§ Input for this task:
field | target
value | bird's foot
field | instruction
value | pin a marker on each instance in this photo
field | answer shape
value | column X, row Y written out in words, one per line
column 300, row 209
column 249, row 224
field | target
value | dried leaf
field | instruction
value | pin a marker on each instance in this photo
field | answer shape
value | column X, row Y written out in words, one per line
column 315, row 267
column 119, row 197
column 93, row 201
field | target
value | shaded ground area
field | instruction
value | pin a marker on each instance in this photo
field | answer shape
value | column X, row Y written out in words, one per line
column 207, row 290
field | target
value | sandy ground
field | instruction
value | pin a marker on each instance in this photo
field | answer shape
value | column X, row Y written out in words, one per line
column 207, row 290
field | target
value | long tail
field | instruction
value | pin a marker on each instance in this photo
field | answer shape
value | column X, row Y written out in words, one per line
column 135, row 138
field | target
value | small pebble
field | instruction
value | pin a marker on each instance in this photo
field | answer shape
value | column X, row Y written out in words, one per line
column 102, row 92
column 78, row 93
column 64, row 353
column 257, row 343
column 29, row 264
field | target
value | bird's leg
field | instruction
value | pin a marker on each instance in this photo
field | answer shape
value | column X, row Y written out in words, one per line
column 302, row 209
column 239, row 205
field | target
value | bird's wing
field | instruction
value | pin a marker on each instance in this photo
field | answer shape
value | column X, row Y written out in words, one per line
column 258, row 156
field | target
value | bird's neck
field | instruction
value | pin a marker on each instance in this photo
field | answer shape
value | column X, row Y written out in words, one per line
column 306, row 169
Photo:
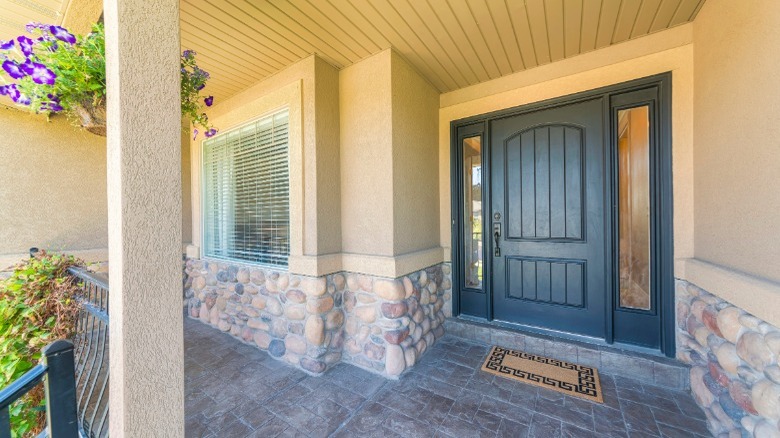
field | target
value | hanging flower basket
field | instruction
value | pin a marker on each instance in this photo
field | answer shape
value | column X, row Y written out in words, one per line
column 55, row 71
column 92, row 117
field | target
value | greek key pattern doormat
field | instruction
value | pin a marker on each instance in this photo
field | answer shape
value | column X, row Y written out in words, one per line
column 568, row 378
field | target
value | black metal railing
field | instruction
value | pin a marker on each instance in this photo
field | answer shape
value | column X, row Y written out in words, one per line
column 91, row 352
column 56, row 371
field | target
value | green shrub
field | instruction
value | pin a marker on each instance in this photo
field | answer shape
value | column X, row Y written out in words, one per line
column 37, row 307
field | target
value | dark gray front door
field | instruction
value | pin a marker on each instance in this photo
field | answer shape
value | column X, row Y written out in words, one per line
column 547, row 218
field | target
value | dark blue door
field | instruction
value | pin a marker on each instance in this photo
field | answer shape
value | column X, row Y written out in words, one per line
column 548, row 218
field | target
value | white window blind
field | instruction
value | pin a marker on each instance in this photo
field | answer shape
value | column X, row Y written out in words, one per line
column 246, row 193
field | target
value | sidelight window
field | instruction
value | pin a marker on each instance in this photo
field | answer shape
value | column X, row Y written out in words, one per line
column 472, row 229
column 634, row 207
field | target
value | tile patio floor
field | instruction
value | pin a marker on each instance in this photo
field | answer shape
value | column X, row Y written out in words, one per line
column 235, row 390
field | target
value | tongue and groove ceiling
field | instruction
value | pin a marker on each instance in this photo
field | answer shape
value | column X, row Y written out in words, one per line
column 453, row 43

--

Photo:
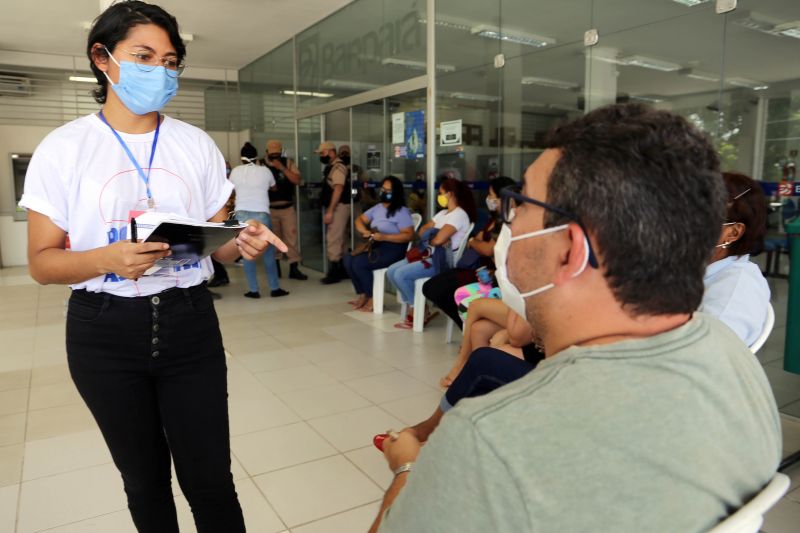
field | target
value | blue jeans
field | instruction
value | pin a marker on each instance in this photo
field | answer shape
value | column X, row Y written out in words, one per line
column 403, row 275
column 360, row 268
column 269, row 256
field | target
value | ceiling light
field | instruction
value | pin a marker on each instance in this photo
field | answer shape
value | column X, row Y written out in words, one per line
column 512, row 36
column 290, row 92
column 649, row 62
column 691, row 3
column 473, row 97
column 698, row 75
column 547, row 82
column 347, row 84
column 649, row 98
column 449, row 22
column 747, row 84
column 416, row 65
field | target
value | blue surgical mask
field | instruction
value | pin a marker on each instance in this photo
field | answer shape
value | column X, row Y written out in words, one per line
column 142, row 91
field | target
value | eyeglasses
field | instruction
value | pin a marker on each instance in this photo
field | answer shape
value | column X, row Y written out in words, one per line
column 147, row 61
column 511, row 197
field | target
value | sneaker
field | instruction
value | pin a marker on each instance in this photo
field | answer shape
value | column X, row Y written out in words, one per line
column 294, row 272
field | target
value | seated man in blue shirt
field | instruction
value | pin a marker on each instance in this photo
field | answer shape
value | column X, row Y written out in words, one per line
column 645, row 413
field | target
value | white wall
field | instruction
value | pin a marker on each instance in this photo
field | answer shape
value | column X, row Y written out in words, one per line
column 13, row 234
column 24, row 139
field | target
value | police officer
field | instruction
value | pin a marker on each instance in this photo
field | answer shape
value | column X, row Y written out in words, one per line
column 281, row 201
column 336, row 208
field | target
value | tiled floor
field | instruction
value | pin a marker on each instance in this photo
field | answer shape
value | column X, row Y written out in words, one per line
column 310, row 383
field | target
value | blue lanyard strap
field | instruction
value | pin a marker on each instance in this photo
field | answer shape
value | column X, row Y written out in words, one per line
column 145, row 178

§ About this task: Which lines of the entries above contain the string "ground"? Copy each one.

§ Task solution:
value | shaded ground area
value | sandy ground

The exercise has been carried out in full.